## Task inputs

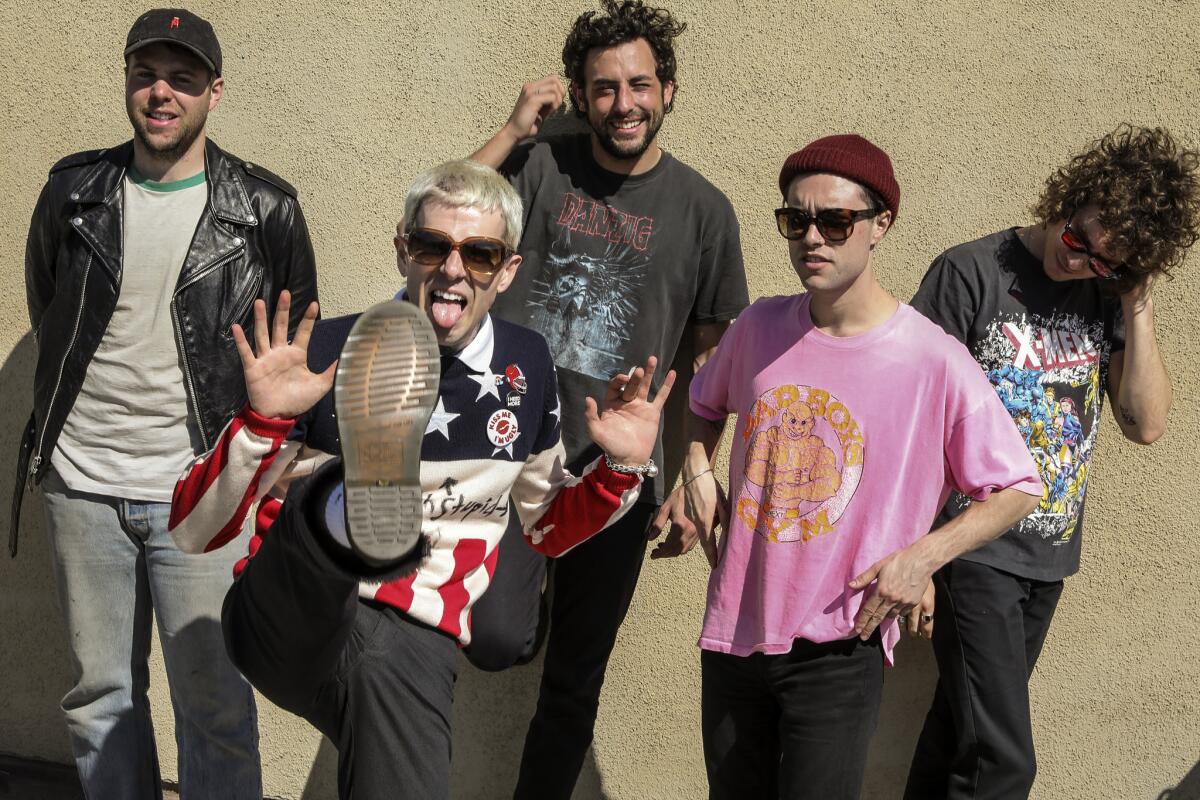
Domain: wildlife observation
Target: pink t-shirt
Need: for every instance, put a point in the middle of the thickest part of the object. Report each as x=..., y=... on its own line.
x=844, y=451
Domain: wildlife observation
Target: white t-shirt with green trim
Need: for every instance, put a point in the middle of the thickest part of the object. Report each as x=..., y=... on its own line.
x=129, y=433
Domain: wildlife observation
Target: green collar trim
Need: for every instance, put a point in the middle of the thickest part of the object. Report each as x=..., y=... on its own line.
x=166, y=186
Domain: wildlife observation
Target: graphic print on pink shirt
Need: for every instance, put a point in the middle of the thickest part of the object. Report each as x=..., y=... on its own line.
x=803, y=464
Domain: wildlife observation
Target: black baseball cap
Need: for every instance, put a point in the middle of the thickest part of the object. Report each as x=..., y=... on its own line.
x=177, y=26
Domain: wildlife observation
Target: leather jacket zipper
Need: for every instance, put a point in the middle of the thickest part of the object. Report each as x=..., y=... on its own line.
x=58, y=383
x=189, y=383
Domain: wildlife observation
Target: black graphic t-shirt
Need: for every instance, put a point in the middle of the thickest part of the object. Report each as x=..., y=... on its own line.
x=615, y=269
x=1045, y=347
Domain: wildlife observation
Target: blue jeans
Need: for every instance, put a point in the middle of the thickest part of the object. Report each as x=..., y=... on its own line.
x=114, y=561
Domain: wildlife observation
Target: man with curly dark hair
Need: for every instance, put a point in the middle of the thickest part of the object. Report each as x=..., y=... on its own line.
x=1056, y=313
x=627, y=251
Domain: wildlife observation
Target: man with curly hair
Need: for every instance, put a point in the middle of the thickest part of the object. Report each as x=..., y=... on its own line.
x=1067, y=305
x=651, y=256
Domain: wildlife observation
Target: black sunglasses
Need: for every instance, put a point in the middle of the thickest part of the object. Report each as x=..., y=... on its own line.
x=480, y=254
x=833, y=224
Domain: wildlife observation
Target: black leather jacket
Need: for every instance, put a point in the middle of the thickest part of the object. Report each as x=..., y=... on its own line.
x=251, y=242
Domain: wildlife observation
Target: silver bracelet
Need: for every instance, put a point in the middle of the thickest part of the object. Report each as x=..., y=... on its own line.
x=649, y=469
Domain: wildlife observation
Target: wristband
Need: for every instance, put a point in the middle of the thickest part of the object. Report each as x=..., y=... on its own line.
x=649, y=469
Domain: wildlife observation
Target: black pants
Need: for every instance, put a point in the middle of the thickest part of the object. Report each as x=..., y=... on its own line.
x=378, y=684
x=509, y=623
x=978, y=743
x=791, y=726
x=593, y=585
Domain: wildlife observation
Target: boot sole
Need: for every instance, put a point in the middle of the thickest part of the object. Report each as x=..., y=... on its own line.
x=385, y=389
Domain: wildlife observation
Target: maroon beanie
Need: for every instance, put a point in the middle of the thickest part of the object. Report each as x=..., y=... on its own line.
x=850, y=156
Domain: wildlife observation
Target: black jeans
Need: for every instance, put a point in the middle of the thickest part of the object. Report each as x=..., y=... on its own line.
x=593, y=585
x=978, y=743
x=509, y=623
x=791, y=726
x=377, y=683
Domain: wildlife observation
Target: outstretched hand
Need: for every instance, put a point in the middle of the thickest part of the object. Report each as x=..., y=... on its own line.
x=279, y=382
x=629, y=425
x=901, y=582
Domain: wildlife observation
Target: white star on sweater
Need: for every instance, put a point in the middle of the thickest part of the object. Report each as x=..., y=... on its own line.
x=486, y=384
x=441, y=420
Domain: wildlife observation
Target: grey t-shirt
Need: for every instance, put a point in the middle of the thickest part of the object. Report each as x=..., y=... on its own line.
x=1045, y=347
x=127, y=433
x=615, y=269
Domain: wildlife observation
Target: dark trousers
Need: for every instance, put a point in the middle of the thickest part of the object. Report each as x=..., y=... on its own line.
x=593, y=585
x=378, y=684
x=791, y=726
x=509, y=623
x=978, y=743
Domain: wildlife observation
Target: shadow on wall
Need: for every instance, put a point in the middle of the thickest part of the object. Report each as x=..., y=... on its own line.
x=1187, y=789
x=30, y=624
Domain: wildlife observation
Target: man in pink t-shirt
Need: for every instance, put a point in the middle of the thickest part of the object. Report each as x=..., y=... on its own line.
x=856, y=419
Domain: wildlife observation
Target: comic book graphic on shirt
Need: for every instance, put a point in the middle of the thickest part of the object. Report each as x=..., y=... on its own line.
x=803, y=463
x=1049, y=373
x=587, y=298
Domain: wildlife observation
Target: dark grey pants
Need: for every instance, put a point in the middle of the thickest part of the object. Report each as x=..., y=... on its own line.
x=978, y=743
x=593, y=585
x=791, y=726
x=377, y=683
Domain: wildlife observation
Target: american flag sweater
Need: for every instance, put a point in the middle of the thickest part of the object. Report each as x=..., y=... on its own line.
x=493, y=437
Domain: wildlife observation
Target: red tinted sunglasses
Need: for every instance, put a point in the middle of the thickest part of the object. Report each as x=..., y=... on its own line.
x=480, y=254
x=1072, y=239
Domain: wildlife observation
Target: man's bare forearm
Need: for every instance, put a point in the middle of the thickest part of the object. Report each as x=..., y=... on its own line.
x=703, y=437
x=981, y=523
x=1143, y=394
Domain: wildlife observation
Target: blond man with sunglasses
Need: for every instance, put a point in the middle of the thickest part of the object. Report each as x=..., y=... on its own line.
x=352, y=606
x=1056, y=313
x=856, y=416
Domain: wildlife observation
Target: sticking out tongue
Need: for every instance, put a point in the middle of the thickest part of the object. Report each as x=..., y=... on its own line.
x=447, y=313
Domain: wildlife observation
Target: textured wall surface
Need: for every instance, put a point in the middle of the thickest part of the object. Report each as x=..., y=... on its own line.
x=976, y=103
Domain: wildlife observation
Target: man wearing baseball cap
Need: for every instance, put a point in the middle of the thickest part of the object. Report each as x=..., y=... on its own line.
x=856, y=417
x=139, y=259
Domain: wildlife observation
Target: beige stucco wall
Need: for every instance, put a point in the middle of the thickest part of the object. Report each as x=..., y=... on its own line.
x=975, y=101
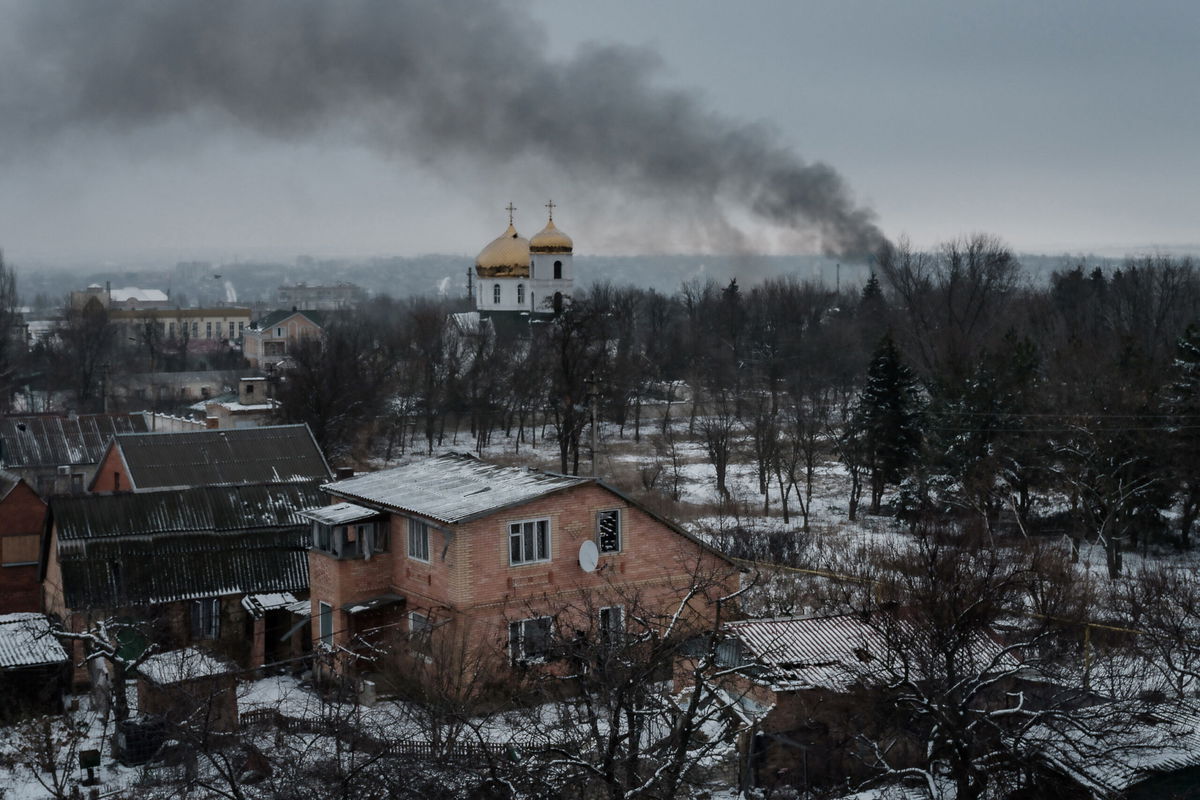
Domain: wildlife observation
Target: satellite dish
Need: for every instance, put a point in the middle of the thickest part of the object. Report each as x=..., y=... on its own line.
x=589, y=557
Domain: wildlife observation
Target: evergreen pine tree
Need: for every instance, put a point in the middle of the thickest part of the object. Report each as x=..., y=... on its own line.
x=888, y=419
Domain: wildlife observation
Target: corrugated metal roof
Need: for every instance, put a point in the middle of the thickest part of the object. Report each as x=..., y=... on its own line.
x=129, y=549
x=211, y=509
x=25, y=641
x=111, y=573
x=451, y=488
x=276, y=317
x=273, y=453
x=837, y=653
x=339, y=513
x=1162, y=739
x=9, y=481
x=258, y=605
x=60, y=440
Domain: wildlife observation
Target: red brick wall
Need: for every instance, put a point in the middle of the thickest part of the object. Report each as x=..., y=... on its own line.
x=22, y=513
x=469, y=577
x=111, y=475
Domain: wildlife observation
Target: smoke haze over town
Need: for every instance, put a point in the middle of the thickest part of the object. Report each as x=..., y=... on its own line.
x=219, y=130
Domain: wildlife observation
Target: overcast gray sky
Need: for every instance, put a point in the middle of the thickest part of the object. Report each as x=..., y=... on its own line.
x=1059, y=126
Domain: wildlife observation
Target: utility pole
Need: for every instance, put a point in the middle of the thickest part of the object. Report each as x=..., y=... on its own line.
x=593, y=396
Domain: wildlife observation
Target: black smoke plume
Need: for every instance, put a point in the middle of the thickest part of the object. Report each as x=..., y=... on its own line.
x=431, y=79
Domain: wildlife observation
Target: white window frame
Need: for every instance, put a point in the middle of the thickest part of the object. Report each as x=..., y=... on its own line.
x=517, y=533
x=419, y=540
x=611, y=636
x=519, y=635
x=621, y=531
x=207, y=618
x=325, y=620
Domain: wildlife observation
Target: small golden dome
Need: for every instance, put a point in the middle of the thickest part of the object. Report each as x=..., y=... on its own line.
x=505, y=257
x=551, y=240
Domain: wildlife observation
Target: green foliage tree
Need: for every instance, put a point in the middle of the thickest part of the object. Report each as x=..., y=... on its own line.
x=887, y=419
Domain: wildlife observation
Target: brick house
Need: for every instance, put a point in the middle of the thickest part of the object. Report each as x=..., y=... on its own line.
x=160, y=461
x=226, y=566
x=274, y=337
x=487, y=560
x=22, y=517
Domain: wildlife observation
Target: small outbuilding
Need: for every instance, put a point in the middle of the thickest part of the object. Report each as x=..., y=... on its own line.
x=34, y=666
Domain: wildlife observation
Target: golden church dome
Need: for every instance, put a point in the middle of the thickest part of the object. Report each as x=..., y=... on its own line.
x=551, y=240
x=505, y=257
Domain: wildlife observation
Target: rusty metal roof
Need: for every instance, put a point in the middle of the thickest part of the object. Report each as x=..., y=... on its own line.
x=61, y=440
x=273, y=453
x=127, y=549
x=25, y=641
x=451, y=488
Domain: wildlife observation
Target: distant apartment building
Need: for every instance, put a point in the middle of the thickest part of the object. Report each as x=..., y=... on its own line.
x=277, y=335
x=303, y=296
x=126, y=299
x=197, y=325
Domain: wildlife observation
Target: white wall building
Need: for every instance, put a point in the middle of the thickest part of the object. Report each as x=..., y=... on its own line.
x=532, y=276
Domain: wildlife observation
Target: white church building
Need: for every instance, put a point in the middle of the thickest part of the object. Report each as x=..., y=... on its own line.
x=515, y=275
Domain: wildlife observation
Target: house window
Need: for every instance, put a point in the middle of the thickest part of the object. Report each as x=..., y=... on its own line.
x=419, y=629
x=322, y=537
x=19, y=551
x=612, y=626
x=609, y=530
x=348, y=541
x=418, y=540
x=418, y=624
x=529, y=541
x=529, y=638
x=375, y=536
x=205, y=618
x=327, y=623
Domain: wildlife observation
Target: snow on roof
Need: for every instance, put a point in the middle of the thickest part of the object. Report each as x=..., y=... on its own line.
x=837, y=653
x=257, y=605
x=25, y=641
x=451, y=488
x=141, y=295
x=339, y=513
x=1163, y=739
x=178, y=666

## Task brief
Pull out the lines starting at the very first one and ending at the line that contains "x=129, y=433", both included, and repeat them word for word. Leave the pictures out of your answer.

## Output of the task
Domain: wildlife observation
Target: pink t-shirt
Need: for every instance, put a point in the middle of the thickest part of the object. Report each as x=..., y=... on its own line.
x=844, y=451
Domain: wildlife observation
Target: white t-shirt with green trim
Need: for every instance, put a point in the middle of the thickest part of the object. Report each as x=..., y=... on its own line.
x=129, y=433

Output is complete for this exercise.